-- Begin Material shown --

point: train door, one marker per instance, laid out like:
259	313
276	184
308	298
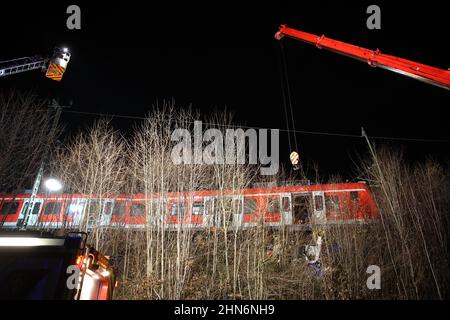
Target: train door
208	218
105	219
319	207
286	212
301	208
33	218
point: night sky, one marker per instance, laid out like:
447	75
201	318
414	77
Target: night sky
222	55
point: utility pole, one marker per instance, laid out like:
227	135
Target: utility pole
37	181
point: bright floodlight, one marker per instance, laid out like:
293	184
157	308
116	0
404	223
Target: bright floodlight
53	185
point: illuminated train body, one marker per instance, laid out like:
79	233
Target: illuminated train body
276	206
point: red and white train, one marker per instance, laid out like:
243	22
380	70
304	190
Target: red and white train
275	206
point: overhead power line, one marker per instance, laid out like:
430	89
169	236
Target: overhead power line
110	115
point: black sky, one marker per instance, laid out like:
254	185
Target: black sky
218	55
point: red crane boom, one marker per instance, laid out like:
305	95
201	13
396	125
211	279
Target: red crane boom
418	71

-- End Material shown --

» Short task
Reproduce every row above word for word, but leave out the pictures.

» Solution to this problem
point: train door, one marker per instance, laid out like:
259	313
276	184
308	298
Target: train door
208	218
105	219
319	207
286	212
301	208
33	218
point: night sky, one marker per instance, laid out like:
447	75
201	318
414	77
Target: night sky
222	55
point: utility pole, one marker per instance, laid out like:
227	135
Target: utility pole
37	181
point: bright floodlight, one marker per instance, laid out like:
293	184
157	308
116	0
404	223
Target: bright floodlight
53	185
point: illuminated train body, one marker per instance, laid out like:
79	233
Target: illuminated train body
276	206
point: red and white train, one marker per instance, laid out like:
243	22
380	70
304	190
Target: red and white train
275	206
point: overhead power line, one marker per instance, laid out like:
430	89
169	236
Target: overhead power line
110	115
point: black sky, one marker per instance, laid out like:
254	185
Target: black sky
218	55
point: red crane boom, one marker per instance, laid out like:
305	95
201	13
396	125
211	279
Target: red crane boom
418	71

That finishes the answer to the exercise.